| SOURCE EXTRACT |
=== Section Start ===

Whole-Exome Sequencing Identifies Somatic Mutations Associated With Mortality in Metastatic Clear Cell Kidney Carcinoma

Alejandro Mendoza-Alvarez; Beatriz Guillen-Guio; Adrian Baez-Ortega; Carolina Hernandez-Perez; Sita Lakhwani-Lakhwani; Maria-Del-Carmen Maeso; Jose M Lorenzo-Salazar; Manuel Morales; Carlos Flores

doi:10.3389/fgene.2019.00439

Whole-Exome Sequencing Identifies Somatic Mutations Associated With Mortality in Metastatic Clear Cell Kidney Carcinoma

Front Genet. 2019 May 15:10:439. doi: 10.3389/fgene.2019.00439. eCollection 2019.

Affiliations

¹ Research Unit, Hospital Universitario Nuestra Señora de Candelaria, Universidad de La Laguna, Santa Cruz de Tenerife, Spain.
² Department of Veterinary Medicine, University of Cambridge, Cambridge, United Kingdom.
³ Service of Medical Oncology, Hospital Universitario Nuestra Señora de Candelaria, Santa Cruz de Tenerife, Spain.
⁴ Department of Pathology, Hospital Universitario Nuestra Señora de Candelaria, Santa Cruz de Tenerife, Spain.
⁵ Genomics Division, Instituto Tecnológico y de Energías Renovables, Santa Cruz de Tenerife, Spain.
⁶ Instituto de Tecnologías Biomédicas, Universidad de La Laguna, Santa Cruz de Tenerife, Spain.
⁷ Centro de Investigación Biomédica en Red de Enfermedades Respiratorias, Instituto de Salud Carlos III, Madrid, Spain.

Abstract

Clear cell renal cell carcinoma (ccRCC) is among the most aggressive histologic subtypes of kidney cancer, representing about 3% of all human cancers. Patients at stage IV have nearly 60% of mortality in 2-3 years after diagnosis. To date, most ccRCC studies have used DNA microarrays and targeted sequencing of a small set of well-established, commonly altered genes. An exception is the large multi-omics study of The Cancer Genome Atlas Kidney Renal Clear Cell Carcinoma (TCGA-KIRC), which identified new ccRCC genes based on whole exome-sequencing (WES) data, and molecular prognostic signatures based on transcriptomics, epigenetics and proteomics data. Applying WES to simultaneously interrogate virtually all exons in the human genome for somatic variation, here we analyzed the burden of coding somatic mutations in metastatic ccRCC primary tumors, and its association with patient mortality from cancer, in patients who received VEGF receptor-targeting drugs as the first-line therapy. To this end, we sequenced the exomes of ten tumor-normal pairs of ccRCC patient tissues from primary biopsies at >100× mean depth and called somatic coding variation. Mutation burden analysis prioritized 138 genes linked to patient mortality. A gene set enrichment analysis evidenced strong statistical support for the abundance of genes involved in the development of kidney cancer (p = 2.31 × 10^-9) and carcinoma (p = 1.22 × 10^-5), with 49 genes having direct links with kidney cancer according to the published records. Two of these genes, SIPA1L2 and EIF3A, demonstrated independent associations with mortality in TCGA-KIRC project data. Besides, three mutational signatures were found to be operative in the tumor exomes, one of which (COSMIC signature 12) has not been previously reported in ccRCC. Selection analysis yielded no detectable evidence of overall positive or negative selection, with the exome-wide number of nonsynonymous substitutions per synonymous site reflecting largely neutral tumor evolution. Despite the limited sample size, our results provide evidence for candidate genes where somatic mutation burden is tentatively associated with patient mortality in metastatic ccRCC, offering new potential pharmacological targets and a basis for further validation studies.

=== Section End ===

Answer these questions from the kidney cancer abstract:
1. How many tumor-normal pairs of patient tissues were sequenced?
2. Which two genes showed independent associations with mortality in the TCGA-KIRC project data?
3. Which mutational signature had not previously been reported in ccRCC?
The data that comes next has no connection to the kidney cancer abstract.

| SUPPLIED DATA |
=== Section Start ===

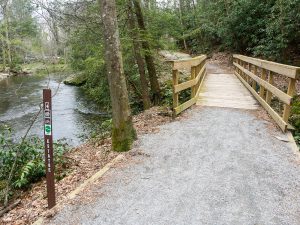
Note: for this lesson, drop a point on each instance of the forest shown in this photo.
(110, 50)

=== Section End ===

| RESPONSE AREA |
1. Ten.
2. SIPA1L2 and EIF3A.
3. COSMIC signature 12.